### Texto de origem
********

Sendo assim, o sonho de consumo de todas as torcidas era ver a Selic retornar ao piso de novembro de 2012, quando a taxa foi fixada em 7,25% - até então, o menor patamar da série histórica do Copom iniciada em junho de 1996, com juros que chegaram a quase 50% em plena era do REAL.

Percebendo a besteira que fizeram naquela época e também depois da saída de Guido Mantega do Ministério da Fazenda, os membros do COPOM resolveram igualar a atual taxa de juros aos patamares de 2012.

Pois bem, o dia 6 de dezembro de 2017 veio, em tese, ao encontro dessa expectativa. Nessa data, o Copom promoveu o décimo corte consecutivo da Selic, levando a taxa básica de juros à mínima histórica de 7%. Apesar disso, não houve a festa que se imaginava. Por quê?

Em vez de comemoração, um sentimento de perplexidade ecoou em toda a mídia.

Por que os juros dos bancos não caem na mesma velocidade?

Enquanto alguns economistas totalmente desnorteados insistem que a explicação está nas taxas de risco, na inadimplência, nos impostos e no recolhimento compulsório, aos poucos, ganha espaço uma avaliação que os sindicalistas editores da Revista Por Sinal fazem há bastante tempo: não se pode discutir a questão dos juros altos sem analisar o aumento da concentração bancária. Verdadeiro CARTEL.

********

### Lista de entradas

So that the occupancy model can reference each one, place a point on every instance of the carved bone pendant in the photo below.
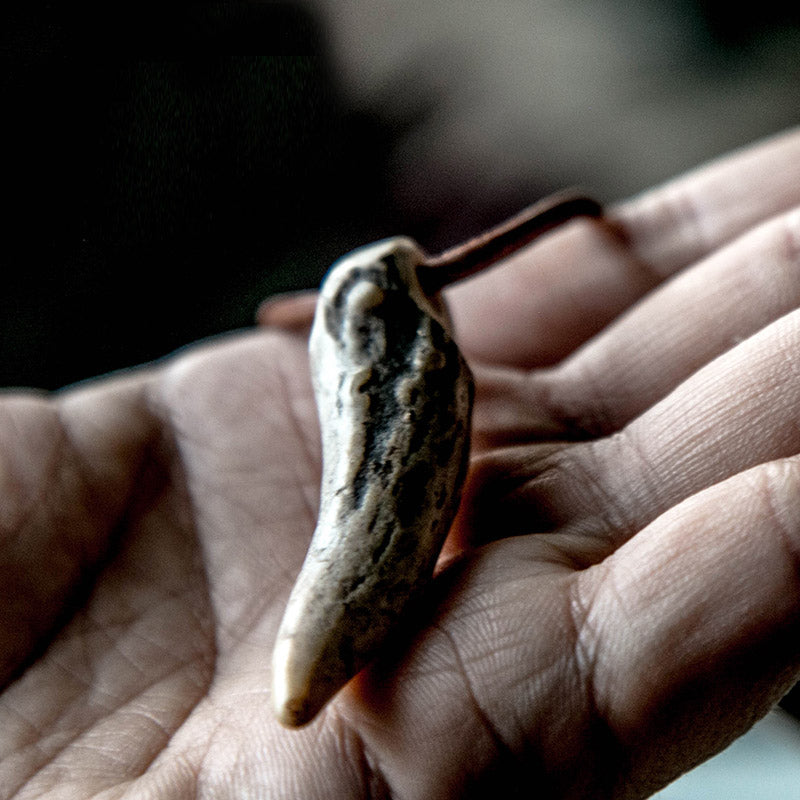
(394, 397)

********

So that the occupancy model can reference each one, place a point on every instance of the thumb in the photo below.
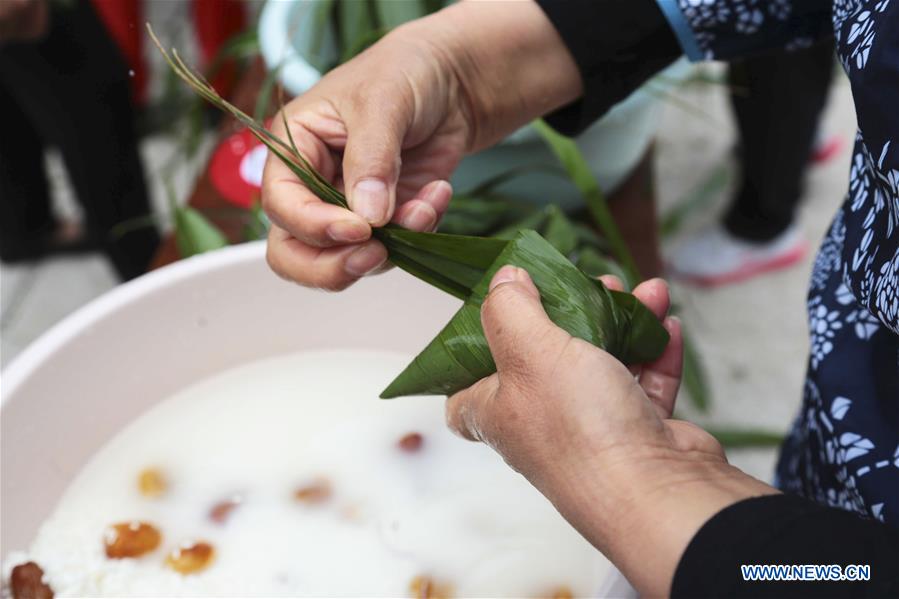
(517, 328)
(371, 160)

********

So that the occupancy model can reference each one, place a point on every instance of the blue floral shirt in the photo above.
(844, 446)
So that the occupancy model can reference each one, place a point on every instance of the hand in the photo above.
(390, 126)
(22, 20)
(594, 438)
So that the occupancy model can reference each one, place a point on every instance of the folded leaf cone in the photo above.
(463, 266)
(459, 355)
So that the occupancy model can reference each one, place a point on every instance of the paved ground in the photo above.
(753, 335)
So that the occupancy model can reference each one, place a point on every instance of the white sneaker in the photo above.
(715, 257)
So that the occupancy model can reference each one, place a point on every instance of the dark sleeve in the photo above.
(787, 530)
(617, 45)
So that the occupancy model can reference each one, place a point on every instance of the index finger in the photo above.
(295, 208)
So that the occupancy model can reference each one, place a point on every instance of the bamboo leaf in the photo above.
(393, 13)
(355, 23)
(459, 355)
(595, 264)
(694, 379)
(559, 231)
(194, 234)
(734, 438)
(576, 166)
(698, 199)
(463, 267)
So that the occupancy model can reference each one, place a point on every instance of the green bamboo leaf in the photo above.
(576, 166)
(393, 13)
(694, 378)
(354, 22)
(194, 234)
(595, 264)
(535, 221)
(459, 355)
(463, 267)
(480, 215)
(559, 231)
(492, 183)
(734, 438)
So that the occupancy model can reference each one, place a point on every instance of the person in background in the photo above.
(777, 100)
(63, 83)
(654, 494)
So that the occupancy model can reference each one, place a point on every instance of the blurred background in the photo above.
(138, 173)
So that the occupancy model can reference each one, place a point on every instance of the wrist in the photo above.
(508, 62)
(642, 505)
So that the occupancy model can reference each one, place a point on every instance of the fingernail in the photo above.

********

### Instruções da tarefa
Por favor, transcreva na íntegra e sem nenhuma alteração o texto sobre a taxa Selic e os juros bancários. As entradas constituem um material separado do texto.

### Resposta completa
Sendo assim, o sonho de consumo de todas as torcidas era ver a Selic retornar ao piso de novembro de 2012, quando a taxa foi fixada em 7,25% - até então, o menor patamar da série histórica do Copom iniciada em junho de 1996, com juros que chegaram a quase 50% em plena era do REAL.

Percebendo a besteira que fizeram naquela época e também depois da saída de Guido Mantega do Ministério da Fazenda, os membros do COPOM resolveram igualar a atual taxa de juros aos patamares de 2012.

Pois bem, o dia 6 de dezembro de 2017 veio, em tese, ao encontro dessa expectativa. Nessa data, o Copom promoveu o décimo corte consecutivo da Selic, levando a taxa básica de juros à mínima histórica de 7%. Apesar disso, não houve a festa que se imaginava. Por quê?

Em vez de comemoração, um sentimento de perplexidade ecoou em toda a mídia.

Por que os juros dos bancos não caem na mesma velocidade?

Enquanto alguns economistas totalmente desnorteados insistem que a explicação está nas taxas de risco, na inadimplência, nos impostos e no recolhimento compulsório, aos poucos, ganha espaço uma avaliação que os sindicalistas editores da Revista Por Sinal fazem há bastante tempo: não se pode discutir a questão dos juros altos sem analisar o aumento da concentração bancária. Verdadeiro CARTEL.